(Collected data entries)
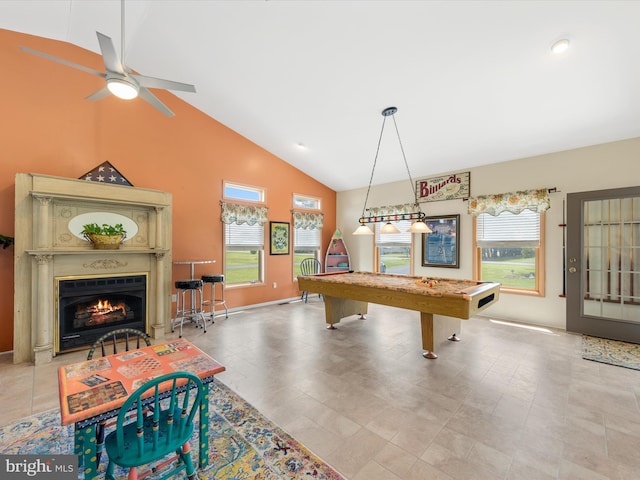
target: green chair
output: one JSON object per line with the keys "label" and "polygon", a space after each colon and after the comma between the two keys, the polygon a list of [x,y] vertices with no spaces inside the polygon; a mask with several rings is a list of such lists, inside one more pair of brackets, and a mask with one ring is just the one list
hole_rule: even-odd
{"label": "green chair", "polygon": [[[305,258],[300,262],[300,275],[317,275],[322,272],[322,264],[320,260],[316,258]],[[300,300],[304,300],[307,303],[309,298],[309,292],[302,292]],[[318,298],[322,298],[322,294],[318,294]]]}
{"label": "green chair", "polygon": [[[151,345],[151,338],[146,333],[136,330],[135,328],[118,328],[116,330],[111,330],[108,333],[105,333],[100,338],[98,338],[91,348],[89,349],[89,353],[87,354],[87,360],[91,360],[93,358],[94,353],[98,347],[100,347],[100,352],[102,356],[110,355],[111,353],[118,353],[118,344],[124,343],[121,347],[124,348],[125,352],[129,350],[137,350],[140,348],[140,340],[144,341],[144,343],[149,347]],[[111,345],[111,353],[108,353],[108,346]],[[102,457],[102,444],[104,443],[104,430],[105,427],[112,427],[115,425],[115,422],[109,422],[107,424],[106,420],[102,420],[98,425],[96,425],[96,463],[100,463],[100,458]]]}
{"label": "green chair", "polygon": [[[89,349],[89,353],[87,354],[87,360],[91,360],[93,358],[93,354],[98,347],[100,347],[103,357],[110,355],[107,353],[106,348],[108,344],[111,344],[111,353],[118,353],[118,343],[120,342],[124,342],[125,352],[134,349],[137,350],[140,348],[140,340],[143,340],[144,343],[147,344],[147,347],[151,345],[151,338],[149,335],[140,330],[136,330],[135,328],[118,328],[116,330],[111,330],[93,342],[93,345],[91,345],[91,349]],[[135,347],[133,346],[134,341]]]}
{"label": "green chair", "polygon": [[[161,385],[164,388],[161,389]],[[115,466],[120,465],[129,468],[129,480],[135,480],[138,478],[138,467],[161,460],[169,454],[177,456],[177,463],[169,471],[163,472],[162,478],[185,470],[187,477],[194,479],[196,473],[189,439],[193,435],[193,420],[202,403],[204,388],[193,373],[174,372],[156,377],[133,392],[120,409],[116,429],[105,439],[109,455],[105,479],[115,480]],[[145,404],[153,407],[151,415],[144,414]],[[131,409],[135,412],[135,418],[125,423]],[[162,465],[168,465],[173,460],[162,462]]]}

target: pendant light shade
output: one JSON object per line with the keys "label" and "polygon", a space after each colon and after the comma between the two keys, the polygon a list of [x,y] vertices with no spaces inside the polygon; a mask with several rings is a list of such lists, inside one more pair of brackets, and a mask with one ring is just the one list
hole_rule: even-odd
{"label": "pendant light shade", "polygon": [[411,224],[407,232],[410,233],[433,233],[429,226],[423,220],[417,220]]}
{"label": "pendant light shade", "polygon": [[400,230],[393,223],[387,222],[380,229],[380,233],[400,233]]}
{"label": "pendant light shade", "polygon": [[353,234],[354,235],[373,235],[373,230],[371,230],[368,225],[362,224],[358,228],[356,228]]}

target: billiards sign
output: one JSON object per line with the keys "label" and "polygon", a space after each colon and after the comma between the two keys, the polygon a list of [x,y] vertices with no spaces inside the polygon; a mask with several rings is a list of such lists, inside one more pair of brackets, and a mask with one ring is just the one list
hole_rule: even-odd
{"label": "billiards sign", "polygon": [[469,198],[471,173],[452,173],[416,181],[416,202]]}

--

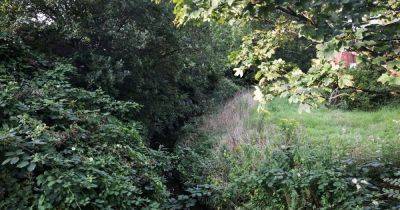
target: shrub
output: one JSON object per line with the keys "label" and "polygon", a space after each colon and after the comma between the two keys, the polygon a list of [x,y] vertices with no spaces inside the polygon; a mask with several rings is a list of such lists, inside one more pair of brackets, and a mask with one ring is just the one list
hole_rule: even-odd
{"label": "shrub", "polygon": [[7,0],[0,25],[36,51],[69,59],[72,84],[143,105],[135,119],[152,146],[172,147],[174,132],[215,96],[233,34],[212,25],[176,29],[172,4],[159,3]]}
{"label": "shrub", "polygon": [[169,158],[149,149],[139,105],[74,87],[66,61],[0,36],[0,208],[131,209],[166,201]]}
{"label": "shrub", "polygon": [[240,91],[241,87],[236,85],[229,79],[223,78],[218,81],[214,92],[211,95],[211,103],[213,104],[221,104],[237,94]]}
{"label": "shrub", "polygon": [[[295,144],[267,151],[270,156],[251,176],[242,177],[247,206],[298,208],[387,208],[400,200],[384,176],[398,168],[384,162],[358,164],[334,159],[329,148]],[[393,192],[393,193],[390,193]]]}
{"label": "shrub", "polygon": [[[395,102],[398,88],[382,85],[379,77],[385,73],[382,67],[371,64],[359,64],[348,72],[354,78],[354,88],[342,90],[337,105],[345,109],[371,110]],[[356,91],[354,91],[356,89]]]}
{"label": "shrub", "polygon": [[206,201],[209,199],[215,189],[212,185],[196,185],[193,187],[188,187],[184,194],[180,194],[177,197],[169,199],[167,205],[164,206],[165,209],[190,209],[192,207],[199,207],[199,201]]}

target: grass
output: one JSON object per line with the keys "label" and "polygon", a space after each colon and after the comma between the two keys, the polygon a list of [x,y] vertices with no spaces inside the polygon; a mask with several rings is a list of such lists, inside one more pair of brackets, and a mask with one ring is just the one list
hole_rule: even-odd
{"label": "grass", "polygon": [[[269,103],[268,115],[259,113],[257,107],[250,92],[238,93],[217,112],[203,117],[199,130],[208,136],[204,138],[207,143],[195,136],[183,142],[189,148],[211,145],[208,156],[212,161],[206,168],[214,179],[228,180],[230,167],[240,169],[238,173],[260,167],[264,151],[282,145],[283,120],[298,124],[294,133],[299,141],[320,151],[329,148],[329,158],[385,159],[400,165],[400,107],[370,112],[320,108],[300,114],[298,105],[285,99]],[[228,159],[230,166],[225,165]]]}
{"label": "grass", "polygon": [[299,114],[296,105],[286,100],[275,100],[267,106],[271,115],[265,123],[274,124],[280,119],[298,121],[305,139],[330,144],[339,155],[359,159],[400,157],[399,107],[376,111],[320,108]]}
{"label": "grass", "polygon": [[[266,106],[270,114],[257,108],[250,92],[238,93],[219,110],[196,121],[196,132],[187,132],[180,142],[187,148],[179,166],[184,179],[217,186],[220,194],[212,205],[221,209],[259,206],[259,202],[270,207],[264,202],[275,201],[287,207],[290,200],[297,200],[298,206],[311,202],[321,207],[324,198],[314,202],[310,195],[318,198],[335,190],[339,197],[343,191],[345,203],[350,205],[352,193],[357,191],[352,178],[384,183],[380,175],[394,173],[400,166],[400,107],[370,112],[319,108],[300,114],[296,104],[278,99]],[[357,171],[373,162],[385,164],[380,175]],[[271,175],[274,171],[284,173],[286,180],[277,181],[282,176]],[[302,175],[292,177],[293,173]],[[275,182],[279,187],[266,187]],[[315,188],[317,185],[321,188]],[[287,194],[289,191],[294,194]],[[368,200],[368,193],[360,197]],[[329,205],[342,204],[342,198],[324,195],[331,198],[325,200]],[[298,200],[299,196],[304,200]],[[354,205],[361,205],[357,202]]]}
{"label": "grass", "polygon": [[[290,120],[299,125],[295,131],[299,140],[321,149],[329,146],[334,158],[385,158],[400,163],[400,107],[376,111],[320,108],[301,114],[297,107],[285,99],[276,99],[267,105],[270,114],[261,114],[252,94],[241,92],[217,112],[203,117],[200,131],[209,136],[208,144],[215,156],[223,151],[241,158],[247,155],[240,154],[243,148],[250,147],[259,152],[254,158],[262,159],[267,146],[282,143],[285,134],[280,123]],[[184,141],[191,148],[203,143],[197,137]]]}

▸ **What to produce**: Locate the word "target" in the records above, and return each line that has it.

▸ **Task solution**:
target: green chair
target: pendant light shade
target: billiards sign
target: shrub
target: grass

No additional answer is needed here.